Each record below should be printed exactly as it was written.
::: Information
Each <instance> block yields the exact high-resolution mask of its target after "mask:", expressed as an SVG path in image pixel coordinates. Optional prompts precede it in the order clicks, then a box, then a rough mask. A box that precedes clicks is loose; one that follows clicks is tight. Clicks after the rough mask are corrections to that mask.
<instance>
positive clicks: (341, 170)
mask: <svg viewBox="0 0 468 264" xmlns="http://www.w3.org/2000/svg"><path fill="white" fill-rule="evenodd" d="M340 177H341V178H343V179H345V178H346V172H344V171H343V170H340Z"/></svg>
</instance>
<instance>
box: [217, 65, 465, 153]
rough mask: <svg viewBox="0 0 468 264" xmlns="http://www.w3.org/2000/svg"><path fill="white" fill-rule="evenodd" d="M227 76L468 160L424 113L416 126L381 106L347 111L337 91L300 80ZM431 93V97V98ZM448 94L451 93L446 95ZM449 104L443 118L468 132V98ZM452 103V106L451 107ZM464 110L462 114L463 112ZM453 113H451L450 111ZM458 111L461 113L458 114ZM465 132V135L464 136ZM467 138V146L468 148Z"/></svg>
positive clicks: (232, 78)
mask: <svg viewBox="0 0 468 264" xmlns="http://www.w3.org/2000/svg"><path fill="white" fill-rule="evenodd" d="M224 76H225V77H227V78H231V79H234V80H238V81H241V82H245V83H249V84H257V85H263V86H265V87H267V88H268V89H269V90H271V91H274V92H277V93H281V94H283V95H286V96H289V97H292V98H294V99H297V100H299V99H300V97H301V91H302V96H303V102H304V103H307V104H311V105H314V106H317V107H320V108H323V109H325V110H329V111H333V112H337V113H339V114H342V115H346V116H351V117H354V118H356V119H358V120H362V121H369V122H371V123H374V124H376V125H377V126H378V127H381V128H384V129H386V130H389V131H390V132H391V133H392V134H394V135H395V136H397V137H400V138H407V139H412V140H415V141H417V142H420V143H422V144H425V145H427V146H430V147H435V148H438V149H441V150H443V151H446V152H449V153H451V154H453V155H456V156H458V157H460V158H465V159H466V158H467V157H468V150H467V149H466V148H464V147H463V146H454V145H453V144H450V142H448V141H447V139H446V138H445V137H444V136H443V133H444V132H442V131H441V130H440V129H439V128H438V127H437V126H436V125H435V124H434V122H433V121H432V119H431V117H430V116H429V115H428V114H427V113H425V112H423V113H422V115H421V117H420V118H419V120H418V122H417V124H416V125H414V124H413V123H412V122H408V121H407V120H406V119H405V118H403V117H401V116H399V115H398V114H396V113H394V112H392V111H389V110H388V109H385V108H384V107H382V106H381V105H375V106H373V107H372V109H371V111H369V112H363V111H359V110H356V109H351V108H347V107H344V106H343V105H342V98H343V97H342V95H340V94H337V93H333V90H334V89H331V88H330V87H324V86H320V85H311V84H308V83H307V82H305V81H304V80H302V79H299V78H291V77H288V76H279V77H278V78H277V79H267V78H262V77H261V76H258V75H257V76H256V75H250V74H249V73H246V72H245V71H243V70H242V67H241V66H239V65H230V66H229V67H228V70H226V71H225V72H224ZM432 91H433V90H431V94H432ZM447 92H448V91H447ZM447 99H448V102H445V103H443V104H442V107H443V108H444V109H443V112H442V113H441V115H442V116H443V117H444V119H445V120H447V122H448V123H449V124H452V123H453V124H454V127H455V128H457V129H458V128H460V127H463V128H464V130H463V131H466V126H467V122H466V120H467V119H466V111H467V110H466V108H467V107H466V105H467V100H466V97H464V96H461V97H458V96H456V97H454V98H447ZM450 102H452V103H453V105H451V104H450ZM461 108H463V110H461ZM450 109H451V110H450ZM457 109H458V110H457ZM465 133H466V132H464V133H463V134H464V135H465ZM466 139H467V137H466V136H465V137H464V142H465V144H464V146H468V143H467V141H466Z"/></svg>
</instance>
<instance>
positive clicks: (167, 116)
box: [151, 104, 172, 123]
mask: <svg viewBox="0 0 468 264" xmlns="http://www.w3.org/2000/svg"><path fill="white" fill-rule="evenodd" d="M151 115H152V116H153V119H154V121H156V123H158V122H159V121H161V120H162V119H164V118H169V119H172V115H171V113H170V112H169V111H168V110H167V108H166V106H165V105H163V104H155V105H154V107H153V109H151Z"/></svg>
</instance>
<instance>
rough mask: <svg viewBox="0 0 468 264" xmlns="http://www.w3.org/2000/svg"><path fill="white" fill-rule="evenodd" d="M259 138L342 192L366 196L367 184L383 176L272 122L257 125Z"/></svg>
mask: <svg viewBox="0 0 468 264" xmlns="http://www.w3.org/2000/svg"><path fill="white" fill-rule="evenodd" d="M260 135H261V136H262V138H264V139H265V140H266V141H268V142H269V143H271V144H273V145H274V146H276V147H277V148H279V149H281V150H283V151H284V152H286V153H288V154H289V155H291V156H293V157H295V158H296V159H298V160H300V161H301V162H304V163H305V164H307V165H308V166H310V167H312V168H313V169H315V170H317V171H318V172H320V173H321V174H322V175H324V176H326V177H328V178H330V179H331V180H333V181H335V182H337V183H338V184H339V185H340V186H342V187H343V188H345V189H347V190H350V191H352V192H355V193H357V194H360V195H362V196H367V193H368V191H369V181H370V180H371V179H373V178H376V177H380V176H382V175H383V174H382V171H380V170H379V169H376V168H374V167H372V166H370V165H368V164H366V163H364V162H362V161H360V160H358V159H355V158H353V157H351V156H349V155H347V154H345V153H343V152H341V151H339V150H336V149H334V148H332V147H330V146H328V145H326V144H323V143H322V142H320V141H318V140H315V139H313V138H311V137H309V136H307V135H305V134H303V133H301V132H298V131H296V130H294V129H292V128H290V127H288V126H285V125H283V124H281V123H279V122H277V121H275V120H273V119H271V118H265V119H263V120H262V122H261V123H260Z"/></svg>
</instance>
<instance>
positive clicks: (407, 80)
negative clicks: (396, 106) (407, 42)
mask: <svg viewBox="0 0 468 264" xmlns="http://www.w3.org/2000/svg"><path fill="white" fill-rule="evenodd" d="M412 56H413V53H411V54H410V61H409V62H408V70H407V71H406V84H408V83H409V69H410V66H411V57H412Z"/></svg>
::::::
> _Result of this task_:
Each <instance> block yields the exact high-resolution mask of its target after "mask:", expressed as an SVG path in image pixel coordinates. Optional prompts precede it in the order clicks, then a box, then a rough mask. A box that precedes clicks is loose; one that follows clicks is tight. Clicks after the rough mask are corrections to that mask.
<instance>
positive clicks: (341, 170)
mask: <svg viewBox="0 0 468 264" xmlns="http://www.w3.org/2000/svg"><path fill="white" fill-rule="evenodd" d="M340 177H341V178H343V179H345V178H346V172H344V171H343V170H340Z"/></svg>
</instance>
<instance>
box: [217, 65, 465, 153]
rough mask: <svg viewBox="0 0 468 264" xmlns="http://www.w3.org/2000/svg"><path fill="white" fill-rule="evenodd" d="M227 76L468 160L424 113L416 126L381 106L347 111L337 91L300 80ZM431 93V97V98ZM448 94L451 93L446 95ZM449 104L443 118L468 132V98ZM452 103V106L451 107ZM464 110L462 114L463 112ZM453 113H451L450 111ZM458 111L461 113L458 114ZM465 132V135L464 136ZM467 138V146L468 148Z"/></svg>
positive clicks: (232, 78)
mask: <svg viewBox="0 0 468 264" xmlns="http://www.w3.org/2000/svg"><path fill="white" fill-rule="evenodd" d="M224 76H225V77H227V78H231V79H234V80H238V81H241V82H245V83H249V84H257V85H263V86H265V87H267V88H268V89H269V90H271V91H274V92H277V93H281V94H283V95H286V96H289V97H292V98H294V99H297V100H299V99H300V97H301V91H302V96H303V102H304V103H307V104H311V105H314V106H317V107H320V108H323V109H325V110H329V111H333V112H337V113H339V114H342V115H346V116H351V117H354V118H356V119H358V120H362V121H369V122H371V123H374V124H376V125H377V126H378V127H381V128H384V129H386V130H389V131H390V132H391V133H392V134H394V135H395V136H397V137H400V138H407V139H412V140H415V141H417V142H420V143H422V144H425V145H427V146H430V147H435V148H438V149H441V150H443V151H446V152H449V153H451V154H453V155H456V156H458V157H460V158H465V159H466V158H467V157H468V150H467V149H466V148H464V147H463V146H454V145H453V144H450V142H448V141H447V139H446V138H445V137H444V136H443V133H444V132H442V131H441V130H440V129H439V128H438V127H437V126H436V125H435V124H434V122H433V121H432V119H431V117H430V116H429V115H428V114H427V113H425V112H423V113H422V115H421V117H420V118H419V120H418V122H417V124H416V125H414V124H413V123H412V122H408V121H407V120H406V119H405V118H403V117H401V116H399V115H398V114H396V113H394V112H392V111H389V110H388V109H385V108H384V107H382V106H381V105H375V106H373V107H372V109H371V111H369V112H363V111H359V110H356V109H351V108H347V107H344V106H343V105H342V98H343V97H342V95H340V94H337V93H333V90H334V89H331V88H330V87H324V86H320V85H311V84H308V83H307V82H305V81H304V80H302V79H299V78H291V77H288V76H279V77H278V78H277V79H267V78H262V77H261V76H258V75H257V76H256V75H250V74H249V73H246V72H245V71H243V70H242V67H241V66H239V65H230V66H229V67H228V70H226V71H225V72H224ZM432 91H433V90H431V94H432ZM447 92H448V91H447ZM447 99H448V102H445V103H443V104H442V107H443V108H444V109H443V112H442V113H441V115H442V116H443V117H444V119H445V120H447V122H448V123H449V124H452V123H453V124H454V127H455V128H457V129H458V128H460V127H463V128H464V130H463V131H466V126H467V122H466V120H467V119H466V111H467V110H466V108H467V107H466V105H467V100H466V97H464V96H461V97H458V96H456V97H454V98H447ZM450 102H452V103H453V105H451V104H450ZM461 108H463V110H461ZM450 109H451V110H450ZM457 109H458V110H457ZM465 133H466V132H464V133H463V134H464V135H465ZM466 139H467V137H466V136H465V137H464V142H465V144H464V146H468V143H467V141H466Z"/></svg>
</instance>
<instance>
positive clicks: (167, 116)
box: [151, 104, 172, 123]
mask: <svg viewBox="0 0 468 264" xmlns="http://www.w3.org/2000/svg"><path fill="white" fill-rule="evenodd" d="M151 115H152V116H153V119H154V121H156V123H158V122H159V121H161V120H162V119H164V118H169V119H172V115H171V113H170V112H169V111H168V110H167V108H166V106H165V105H163V104H155V105H154V107H153V109H151Z"/></svg>
</instance>
<instance>
rough mask: <svg viewBox="0 0 468 264" xmlns="http://www.w3.org/2000/svg"><path fill="white" fill-rule="evenodd" d="M259 138L342 192L366 196L367 184L383 176L272 122L257 125Z"/></svg>
mask: <svg viewBox="0 0 468 264" xmlns="http://www.w3.org/2000/svg"><path fill="white" fill-rule="evenodd" d="M260 135H261V136H262V138H264V139H265V140H266V141H268V142H269V143H271V144H273V145H274V146H276V147H277V148H279V149H281V150H283V151H284V152H286V153H288V154H289V155H291V156H293V157H295V158H296V159H298V160H300V161H301V162H304V163H305V164H307V165H308V166H310V167H312V168H313V169H315V170H317V171H318V172H320V173H321V174H322V175H324V176H326V177H328V178H330V179H331V180H333V181H335V182H337V183H338V184H339V185H340V186H342V187H343V188H345V189H347V190H350V191H352V192H355V193H357V194H360V195H362V196H367V193H368V191H369V181H370V180H371V179H373V178H376V177H380V176H382V175H383V174H382V171H380V170H379V169H376V168H374V167H372V166H370V165H368V164H366V163H364V162H362V161H360V160H358V159H355V158H353V157H351V156H349V155H347V154H345V153H343V152H341V151H339V150H336V149H334V148H332V147H330V146H328V145H326V144H323V143H322V142H320V141H318V140H315V139H313V138H311V137H309V136H307V135H305V134H303V133H301V132H298V131H296V130H294V129H292V128H290V127H288V126H285V125H283V124H281V123H279V122H277V121H275V120H273V119H271V118H265V119H263V120H262V122H261V123H260Z"/></svg>
</instance>
<instance>
positive clicks: (407, 80)
negative clicks: (396, 106) (407, 42)
mask: <svg viewBox="0 0 468 264" xmlns="http://www.w3.org/2000/svg"><path fill="white" fill-rule="evenodd" d="M412 56H413V53H411V54H410V61H409V62H408V70H407V71H406V84H408V83H409V69H410V66H411V57H412Z"/></svg>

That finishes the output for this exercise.